+++ Information shown +++

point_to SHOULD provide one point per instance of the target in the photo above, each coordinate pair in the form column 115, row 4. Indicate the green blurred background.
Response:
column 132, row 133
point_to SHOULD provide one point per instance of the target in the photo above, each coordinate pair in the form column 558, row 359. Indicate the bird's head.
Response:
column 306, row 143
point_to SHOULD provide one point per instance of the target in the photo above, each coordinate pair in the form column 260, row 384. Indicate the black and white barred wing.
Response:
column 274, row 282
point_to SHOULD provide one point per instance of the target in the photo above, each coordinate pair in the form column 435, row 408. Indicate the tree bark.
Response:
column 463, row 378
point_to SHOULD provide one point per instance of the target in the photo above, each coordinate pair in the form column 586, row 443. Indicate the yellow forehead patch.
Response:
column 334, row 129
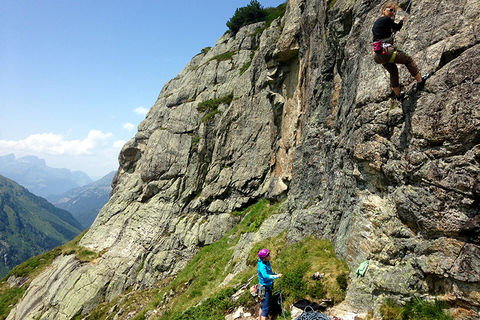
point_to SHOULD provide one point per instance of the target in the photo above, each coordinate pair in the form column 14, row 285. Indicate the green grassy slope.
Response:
column 29, row 225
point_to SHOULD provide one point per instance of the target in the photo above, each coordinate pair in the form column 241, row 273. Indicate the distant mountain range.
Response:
column 85, row 202
column 33, row 173
column 29, row 225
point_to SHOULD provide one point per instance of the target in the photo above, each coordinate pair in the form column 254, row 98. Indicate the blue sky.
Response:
column 78, row 75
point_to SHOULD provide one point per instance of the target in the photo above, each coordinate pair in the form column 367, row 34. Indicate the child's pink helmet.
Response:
column 262, row 254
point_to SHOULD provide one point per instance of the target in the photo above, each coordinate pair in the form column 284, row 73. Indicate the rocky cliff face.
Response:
column 300, row 111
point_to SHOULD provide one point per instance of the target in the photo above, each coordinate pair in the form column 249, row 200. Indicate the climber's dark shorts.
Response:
column 266, row 301
column 402, row 58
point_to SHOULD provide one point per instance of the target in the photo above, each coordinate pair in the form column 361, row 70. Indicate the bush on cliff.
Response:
column 243, row 16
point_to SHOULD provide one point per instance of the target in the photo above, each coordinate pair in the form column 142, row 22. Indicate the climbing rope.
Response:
column 313, row 315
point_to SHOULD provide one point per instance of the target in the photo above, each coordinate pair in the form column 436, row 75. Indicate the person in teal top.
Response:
column 265, row 278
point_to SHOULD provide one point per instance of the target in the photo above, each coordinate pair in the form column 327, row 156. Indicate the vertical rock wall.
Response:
column 300, row 111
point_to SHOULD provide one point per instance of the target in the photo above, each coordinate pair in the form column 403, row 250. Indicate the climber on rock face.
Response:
column 386, row 54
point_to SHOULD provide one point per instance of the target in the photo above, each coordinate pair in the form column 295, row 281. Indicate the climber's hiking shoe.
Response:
column 398, row 98
column 421, row 85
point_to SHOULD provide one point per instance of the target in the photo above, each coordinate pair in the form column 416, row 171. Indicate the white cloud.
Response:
column 141, row 110
column 56, row 144
column 129, row 126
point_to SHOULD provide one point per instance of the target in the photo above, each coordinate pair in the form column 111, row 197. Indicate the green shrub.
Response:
column 223, row 56
column 249, row 14
column 317, row 290
column 274, row 13
column 342, row 281
column 212, row 104
column 292, row 284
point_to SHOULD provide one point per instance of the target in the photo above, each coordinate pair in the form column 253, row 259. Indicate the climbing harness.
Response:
column 312, row 315
column 408, row 7
column 258, row 291
column 392, row 58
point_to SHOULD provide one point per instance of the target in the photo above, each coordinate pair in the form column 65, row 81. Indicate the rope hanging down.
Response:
column 313, row 316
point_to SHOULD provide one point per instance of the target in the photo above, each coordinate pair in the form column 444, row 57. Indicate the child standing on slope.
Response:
column 265, row 278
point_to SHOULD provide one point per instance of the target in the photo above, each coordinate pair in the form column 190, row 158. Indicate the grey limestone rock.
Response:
column 310, row 122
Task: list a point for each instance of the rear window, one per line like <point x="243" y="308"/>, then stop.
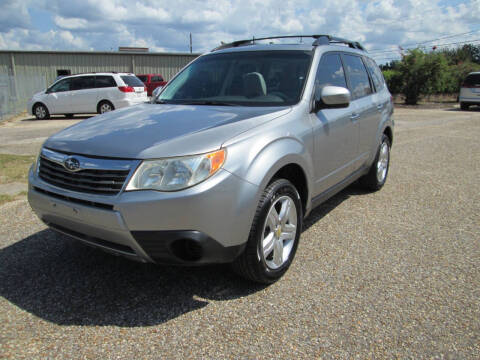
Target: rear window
<point x="473" y="79"/>
<point x="104" y="81"/>
<point x="132" y="81"/>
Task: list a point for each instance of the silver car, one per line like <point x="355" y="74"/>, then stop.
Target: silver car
<point x="223" y="168"/>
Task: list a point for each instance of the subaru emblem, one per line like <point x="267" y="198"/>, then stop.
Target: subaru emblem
<point x="71" y="164"/>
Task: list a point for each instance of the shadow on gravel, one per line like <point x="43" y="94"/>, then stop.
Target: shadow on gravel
<point x="321" y="211"/>
<point x="67" y="283"/>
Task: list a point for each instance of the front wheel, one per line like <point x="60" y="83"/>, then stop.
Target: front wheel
<point x="41" y="112"/>
<point x="377" y="175"/>
<point x="274" y="234"/>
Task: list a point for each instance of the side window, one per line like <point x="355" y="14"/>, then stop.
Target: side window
<point x="357" y="76"/>
<point x="329" y="73"/>
<point x="83" y="82"/>
<point x="62" y="85"/>
<point x="104" y="81"/>
<point x="375" y="73"/>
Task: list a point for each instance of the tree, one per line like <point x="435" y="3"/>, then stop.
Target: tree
<point x="422" y="74"/>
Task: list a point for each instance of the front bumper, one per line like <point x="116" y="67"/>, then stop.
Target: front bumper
<point x="208" y="223"/>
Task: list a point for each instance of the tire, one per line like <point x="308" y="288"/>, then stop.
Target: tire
<point x="105" y="106"/>
<point x="41" y="112"/>
<point x="264" y="261"/>
<point x="377" y="175"/>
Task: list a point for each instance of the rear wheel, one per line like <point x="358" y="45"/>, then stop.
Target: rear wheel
<point x="377" y="175"/>
<point x="274" y="235"/>
<point x="41" y="112"/>
<point x="105" y="106"/>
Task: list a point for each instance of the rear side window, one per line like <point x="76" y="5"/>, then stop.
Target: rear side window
<point x="132" y="81"/>
<point x="83" y="82"/>
<point x="472" y="80"/>
<point x="330" y="72"/>
<point x="104" y="81"/>
<point x="357" y="76"/>
<point x="62" y="85"/>
<point x="375" y="73"/>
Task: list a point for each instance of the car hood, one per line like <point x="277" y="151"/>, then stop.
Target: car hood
<point x="160" y="130"/>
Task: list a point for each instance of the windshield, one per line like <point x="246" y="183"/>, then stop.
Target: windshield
<point x="250" y="78"/>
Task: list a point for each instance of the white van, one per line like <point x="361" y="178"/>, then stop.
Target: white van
<point x="88" y="93"/>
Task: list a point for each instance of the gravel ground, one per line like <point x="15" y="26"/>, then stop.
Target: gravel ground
<point x="393" y="274"/>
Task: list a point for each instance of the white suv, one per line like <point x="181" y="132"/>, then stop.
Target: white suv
<point x="470" y="91"/>
<point x="88" y="93"/>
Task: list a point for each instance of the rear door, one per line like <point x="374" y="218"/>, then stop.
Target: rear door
<point x="84" y="94"/>
<point x="58" y="99"/>
<point x="366" y="114"/>
<point x="381" y="101"/>
<point x="335" y="130"/>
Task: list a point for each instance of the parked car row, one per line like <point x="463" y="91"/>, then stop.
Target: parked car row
<point x="88" y="93"/>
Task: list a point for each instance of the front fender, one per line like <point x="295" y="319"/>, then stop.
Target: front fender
<point x="257" y="164"/>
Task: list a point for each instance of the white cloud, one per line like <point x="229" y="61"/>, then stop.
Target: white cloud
<point x="165" y="26"/>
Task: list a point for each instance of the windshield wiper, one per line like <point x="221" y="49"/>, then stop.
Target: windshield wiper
<point x="210" y="102"/>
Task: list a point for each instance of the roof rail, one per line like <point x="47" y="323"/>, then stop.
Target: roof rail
<point x="319" y="40"/>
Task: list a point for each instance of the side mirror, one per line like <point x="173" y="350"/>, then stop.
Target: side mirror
<point x="332" y="97"/>
<point x="155" y="93"/>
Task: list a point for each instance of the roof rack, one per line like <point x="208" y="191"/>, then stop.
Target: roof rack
<point x="319" y="40"/>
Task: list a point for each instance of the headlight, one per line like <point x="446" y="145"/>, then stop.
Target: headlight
<point x="176" y="173"/>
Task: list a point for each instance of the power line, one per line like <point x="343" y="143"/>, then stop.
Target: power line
<point x="425" y="42"/>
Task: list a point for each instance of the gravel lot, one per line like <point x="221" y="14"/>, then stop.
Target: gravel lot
<point x="394" y="274"/>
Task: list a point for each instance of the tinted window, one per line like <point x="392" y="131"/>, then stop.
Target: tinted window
<point x="375" y="73"/>
<point x="62" y="85"/>
<point x="132" y="81"/>
<point x="357" y="76"/>
<point x="329" y="73"/>
<point x="83" y="82"/>
<point x="105" y="81"/>
<point x="473" y="79"/>
<point x="251" y="78"/>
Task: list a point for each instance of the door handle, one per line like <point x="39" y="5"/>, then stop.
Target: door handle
<point x="354" y="116"/>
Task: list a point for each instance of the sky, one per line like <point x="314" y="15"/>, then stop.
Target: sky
<point x="104" y="25"/>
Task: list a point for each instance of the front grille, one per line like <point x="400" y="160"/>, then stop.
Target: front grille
<point x="102" y="182"/>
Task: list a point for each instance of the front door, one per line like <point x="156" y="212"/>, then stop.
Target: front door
<point x="84" y="95"/>
<point x="335" y="130"/>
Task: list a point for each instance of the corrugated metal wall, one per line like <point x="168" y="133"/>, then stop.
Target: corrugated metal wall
<point x="46" y="63"/>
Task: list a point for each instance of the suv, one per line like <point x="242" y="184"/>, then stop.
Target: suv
<point x="223" y="168"/>
<point x="152" y="81"/>
<point x="470" y="91"/>
<point x="88" y="93"/>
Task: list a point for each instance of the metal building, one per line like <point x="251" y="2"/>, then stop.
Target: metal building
<point x="50" y="64"/>
<point x="22" y="73"/>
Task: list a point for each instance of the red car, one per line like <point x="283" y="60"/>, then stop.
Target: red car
<point x="152" y="81"/>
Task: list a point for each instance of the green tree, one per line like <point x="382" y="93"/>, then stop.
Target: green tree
<point x="422" y="74"/>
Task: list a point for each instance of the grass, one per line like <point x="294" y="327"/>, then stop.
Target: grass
<point x="4" y="198"/>
<point x="14" y="168"/>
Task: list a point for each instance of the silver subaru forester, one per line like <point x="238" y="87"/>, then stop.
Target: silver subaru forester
<point x="229" y="159"/>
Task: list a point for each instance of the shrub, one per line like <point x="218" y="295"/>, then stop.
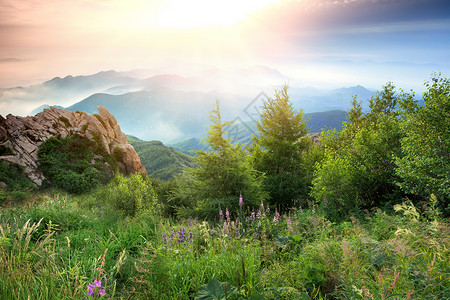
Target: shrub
<point x="67" y="163"/>
<point x="129" y="195"/>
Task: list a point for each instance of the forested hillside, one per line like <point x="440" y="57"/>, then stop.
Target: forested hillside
<point x="160" y="161"/>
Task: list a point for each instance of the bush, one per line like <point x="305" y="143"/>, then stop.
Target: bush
<point x="69" y="163"/>
<point x="129" y="195"/>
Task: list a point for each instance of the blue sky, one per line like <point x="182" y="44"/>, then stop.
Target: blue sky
<point x="321" y="43"/>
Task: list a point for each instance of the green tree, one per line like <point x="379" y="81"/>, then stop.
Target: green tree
<point x="221" y="174"/>
<point x="425" y="164"/>
<point x="277" y="149"/>
<point x="130" y="195"/>
<point x="74" y="163"/>
<point x="358" y="169"/>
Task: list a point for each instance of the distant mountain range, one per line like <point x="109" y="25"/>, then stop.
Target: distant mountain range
<point x="242" y="132"/>
<point x="174" y="108"/>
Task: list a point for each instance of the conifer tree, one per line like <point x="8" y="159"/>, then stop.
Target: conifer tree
<point x="277" y="149"/>
<point x="222" y="174"/>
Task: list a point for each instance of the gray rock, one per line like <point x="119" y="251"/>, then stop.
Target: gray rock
<point x="25" y="134"/>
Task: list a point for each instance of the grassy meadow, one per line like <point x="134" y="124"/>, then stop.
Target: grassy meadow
<point x="60" y="246"/>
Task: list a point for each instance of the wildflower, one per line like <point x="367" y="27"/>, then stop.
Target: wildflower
<point x="289" y="223"/>
<point x="276" y="217"/>
<point x="181" y="235"/>
<point x="97" y="286"/>
<point x="227" y="214"/>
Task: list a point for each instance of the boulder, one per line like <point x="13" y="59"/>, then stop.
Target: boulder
<point x="23" y="135"/>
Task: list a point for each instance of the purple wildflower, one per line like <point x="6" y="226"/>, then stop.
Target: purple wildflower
<point x="96" y="286"/>
<point x="277" y="217"/>
<point x="181" y="235"/>
<point x="289" y="223"/>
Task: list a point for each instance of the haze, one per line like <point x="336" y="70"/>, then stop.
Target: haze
<point x="320" y="43"/>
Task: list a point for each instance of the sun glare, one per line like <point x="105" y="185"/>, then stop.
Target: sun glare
<point x="203" y="13"/>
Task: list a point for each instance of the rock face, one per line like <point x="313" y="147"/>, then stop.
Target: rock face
<point x="20" y="137"/>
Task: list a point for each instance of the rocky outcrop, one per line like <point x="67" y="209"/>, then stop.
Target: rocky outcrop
<point x="20" y="137"/>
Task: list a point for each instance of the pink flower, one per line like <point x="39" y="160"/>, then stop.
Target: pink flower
<point x="96" y="286"/>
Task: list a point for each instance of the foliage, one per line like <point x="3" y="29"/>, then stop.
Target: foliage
<point x="68" y="163"/>
<point x="66" y="247"/>
<point x="129" y="195"/>
<point x="358" y="169"/>
<point x="425" y="164"/>
<point x="18" y="186"/>
<point x="276" y="151"/>
<point x="222" y="174"/>
<point x="160" y="161"/>
<point x="12" y="175"/>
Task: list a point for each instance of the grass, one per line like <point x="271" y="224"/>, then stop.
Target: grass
<point x="58" y="246"/>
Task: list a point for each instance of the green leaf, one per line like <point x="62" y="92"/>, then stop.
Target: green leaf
<point x="215" y="290"/>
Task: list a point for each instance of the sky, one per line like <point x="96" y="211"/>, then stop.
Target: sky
<point x="321" y="43"/>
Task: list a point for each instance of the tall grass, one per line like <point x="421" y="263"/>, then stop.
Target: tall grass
<point x="66" y="247"/>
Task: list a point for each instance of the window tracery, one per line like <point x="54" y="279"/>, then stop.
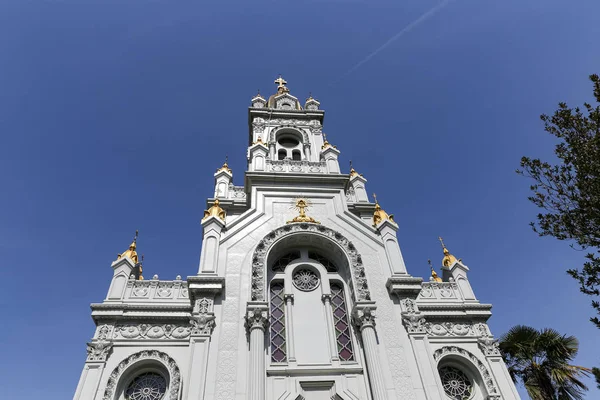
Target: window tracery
<point x="282" y="262"/>
<point x="340" y="322"/>
<point x="147" y="386"/>
<point x="305" y="279"/>
<point x="456" y="383"/>
<point x="329" y="266"/>
<point x="277" y="330"/>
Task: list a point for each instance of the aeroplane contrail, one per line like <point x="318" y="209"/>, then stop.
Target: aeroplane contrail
<point x="407" y="28"/>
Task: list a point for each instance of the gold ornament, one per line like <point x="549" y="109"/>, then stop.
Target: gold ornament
<point x="214" y="211"/>
<point x="302" y="205"/>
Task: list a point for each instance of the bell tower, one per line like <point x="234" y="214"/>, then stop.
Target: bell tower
<point x="301" y="292"/>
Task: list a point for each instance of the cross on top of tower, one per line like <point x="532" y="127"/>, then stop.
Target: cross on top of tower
<point x="280" y="82"/>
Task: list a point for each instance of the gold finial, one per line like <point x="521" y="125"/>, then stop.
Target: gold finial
<point x="326" y="144"/>
<point x="434" y="274"/>
<point x="140" y="277"/>
<point x="448" y="259"/>
<point x="131" y="253"/>
<point x="225" y="167"/>
<point x="380" y="215"/>
<point x="280" y="82"/>
<point x="302" y="205"/>
<point x="352" y="170"/>
<point x="259" y="140"/>
<point x="258" y="95"/>
<point x="214" y="211"/>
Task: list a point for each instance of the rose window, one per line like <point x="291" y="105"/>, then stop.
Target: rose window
<point x="456" y="384"/>
<point x="306" y="280"/>
<point x="147" y="386"/>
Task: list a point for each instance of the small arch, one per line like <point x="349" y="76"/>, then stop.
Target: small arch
<point x="139" y="363"/>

+++

Quote, exactly and only, the lines from the first line of the data above through the line containing "distant mountain range.". The pictures do not belong in it.

__Exercise answer__:
point_to SHOULD provide one point per instance of the target in the photo above, each coordinate pair in the form column 115, row 4. Indicate the green blurred background.
Response:
column 132, row 133
point_to SHOULD provide one point per instance of the target in the photo above, each coordinate pair in the form column 558, row 359. Indicate the bird's head.
Response:
column 306, row 143
point_to SHOULD provide one point per instance of the target in the photo above, each coordinate pair in the form column 260, row 384. Indicate the black and white barred wing.
Response:
column 274, row 282
point_to SHOULD provide one point per instance of the target in the photo above, each coordinate pair in the form column 435, row 408. Indicate the tree bark.
Response:
column 463, row 378
point_to SHOULD provide one point per instance of the target in the photo above, each coordinate pair in the form column 586, row 443. Indicate the yellow forehead patch.
Response:
column 334, row 129
point_to SHOULD provide one point per instance of the target in the photo above, each coordinate pair in the form column 14, row 285. Indicate the green grassy slope.
Response:
column 29, row 225
point_to SHOULD provide one point per instance of the target in the photo above, each coordinate pair in the form column 241, row 273. Indicate the distant mountain range.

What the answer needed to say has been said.